Source data ▸
+--
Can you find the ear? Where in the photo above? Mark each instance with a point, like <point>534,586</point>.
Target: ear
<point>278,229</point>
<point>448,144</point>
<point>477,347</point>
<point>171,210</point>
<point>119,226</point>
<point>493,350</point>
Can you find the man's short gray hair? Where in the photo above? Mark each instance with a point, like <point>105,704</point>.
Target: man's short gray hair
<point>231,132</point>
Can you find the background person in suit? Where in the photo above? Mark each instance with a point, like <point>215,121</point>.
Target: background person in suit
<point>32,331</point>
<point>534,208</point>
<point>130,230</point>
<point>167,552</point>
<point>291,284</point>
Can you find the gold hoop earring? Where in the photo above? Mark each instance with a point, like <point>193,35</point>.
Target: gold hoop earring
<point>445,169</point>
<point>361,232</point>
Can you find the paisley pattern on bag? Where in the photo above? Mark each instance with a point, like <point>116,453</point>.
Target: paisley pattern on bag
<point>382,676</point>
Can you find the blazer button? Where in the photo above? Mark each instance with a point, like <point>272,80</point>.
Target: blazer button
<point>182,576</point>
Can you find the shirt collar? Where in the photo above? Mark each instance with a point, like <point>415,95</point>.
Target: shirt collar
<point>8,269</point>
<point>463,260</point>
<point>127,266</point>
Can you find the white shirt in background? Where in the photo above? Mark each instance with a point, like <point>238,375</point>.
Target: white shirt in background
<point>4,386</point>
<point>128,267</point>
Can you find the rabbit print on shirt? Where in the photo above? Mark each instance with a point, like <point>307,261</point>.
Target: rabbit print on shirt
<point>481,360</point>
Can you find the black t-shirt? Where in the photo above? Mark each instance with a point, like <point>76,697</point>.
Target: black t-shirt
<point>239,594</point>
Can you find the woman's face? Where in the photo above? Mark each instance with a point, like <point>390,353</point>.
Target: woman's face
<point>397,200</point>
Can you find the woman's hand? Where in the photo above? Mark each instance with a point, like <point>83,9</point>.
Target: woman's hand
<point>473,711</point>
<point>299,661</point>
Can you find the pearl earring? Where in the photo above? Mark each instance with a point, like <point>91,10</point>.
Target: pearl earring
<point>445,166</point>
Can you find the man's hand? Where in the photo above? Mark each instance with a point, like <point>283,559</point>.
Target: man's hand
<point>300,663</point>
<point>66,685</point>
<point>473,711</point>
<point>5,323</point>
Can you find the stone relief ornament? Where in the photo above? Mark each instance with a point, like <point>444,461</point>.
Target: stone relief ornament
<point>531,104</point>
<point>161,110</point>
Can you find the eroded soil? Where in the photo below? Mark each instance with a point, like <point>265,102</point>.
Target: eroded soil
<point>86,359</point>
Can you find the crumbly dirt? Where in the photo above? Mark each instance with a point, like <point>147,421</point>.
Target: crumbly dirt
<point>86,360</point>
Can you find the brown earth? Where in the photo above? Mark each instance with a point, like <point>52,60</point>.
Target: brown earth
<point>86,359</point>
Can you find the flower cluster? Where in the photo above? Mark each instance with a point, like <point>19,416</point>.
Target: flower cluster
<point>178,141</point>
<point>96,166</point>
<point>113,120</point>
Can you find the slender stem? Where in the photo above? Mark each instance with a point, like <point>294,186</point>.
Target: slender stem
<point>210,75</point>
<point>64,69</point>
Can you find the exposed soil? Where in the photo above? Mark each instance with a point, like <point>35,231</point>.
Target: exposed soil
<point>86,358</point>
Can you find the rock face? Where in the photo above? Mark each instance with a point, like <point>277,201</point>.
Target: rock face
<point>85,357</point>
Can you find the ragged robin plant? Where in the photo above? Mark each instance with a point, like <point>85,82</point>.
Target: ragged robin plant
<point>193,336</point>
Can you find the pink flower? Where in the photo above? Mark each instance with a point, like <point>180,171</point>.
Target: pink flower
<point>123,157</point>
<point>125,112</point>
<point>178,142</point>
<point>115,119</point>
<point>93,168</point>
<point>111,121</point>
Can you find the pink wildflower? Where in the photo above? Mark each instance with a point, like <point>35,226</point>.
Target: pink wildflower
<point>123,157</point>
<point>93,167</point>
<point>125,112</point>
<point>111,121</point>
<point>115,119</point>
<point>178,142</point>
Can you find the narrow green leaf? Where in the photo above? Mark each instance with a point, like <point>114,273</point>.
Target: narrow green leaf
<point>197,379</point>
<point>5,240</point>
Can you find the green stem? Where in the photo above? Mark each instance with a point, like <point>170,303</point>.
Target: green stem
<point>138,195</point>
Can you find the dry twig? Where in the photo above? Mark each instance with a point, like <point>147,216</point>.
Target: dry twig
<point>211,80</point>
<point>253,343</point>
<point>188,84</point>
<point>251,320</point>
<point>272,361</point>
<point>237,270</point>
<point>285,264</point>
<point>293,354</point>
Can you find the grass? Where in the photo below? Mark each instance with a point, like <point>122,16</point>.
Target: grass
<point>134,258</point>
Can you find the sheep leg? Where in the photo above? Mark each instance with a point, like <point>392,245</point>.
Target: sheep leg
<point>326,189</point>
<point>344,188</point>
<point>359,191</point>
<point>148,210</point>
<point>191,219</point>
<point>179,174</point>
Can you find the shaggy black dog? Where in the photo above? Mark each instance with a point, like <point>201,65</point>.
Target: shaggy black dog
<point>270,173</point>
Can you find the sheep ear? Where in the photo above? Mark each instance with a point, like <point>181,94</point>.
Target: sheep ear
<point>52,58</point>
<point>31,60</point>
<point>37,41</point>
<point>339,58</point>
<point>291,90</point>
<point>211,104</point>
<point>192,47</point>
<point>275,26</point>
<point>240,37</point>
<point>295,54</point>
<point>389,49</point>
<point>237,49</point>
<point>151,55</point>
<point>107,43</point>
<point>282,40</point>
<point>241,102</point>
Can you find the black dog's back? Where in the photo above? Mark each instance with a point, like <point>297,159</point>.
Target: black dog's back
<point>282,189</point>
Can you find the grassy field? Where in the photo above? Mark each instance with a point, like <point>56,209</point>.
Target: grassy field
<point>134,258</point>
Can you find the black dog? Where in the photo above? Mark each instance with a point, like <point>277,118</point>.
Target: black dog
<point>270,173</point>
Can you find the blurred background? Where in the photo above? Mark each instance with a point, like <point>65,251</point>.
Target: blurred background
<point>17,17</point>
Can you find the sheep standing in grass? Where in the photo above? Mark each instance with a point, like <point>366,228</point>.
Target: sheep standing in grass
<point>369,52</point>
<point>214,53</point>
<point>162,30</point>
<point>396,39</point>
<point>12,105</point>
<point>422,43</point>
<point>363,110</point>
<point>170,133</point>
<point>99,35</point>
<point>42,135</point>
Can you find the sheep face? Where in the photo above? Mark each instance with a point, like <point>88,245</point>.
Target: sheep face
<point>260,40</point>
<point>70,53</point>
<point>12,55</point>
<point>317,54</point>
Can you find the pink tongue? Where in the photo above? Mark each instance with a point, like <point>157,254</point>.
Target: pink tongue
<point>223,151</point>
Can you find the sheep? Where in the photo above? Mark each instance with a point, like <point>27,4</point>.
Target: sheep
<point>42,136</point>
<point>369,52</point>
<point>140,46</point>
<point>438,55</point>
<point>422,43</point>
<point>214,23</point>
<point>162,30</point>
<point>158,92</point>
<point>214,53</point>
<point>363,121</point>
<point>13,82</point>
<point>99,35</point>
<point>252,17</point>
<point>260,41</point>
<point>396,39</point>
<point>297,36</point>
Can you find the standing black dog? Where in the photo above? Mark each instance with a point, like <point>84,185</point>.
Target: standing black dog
+--
WORK INSTRUCTIONS ▸
Every line above that holds the string "below" should be returned.

ANSWER SECTION ▸
Can you find the eroded soil? Where in the photo below? Mark each instance with a point, like <point>265,102</point>.
Can you find the grass? Where in the photo below? Mark each instance with a point, like <point>122,16</point>.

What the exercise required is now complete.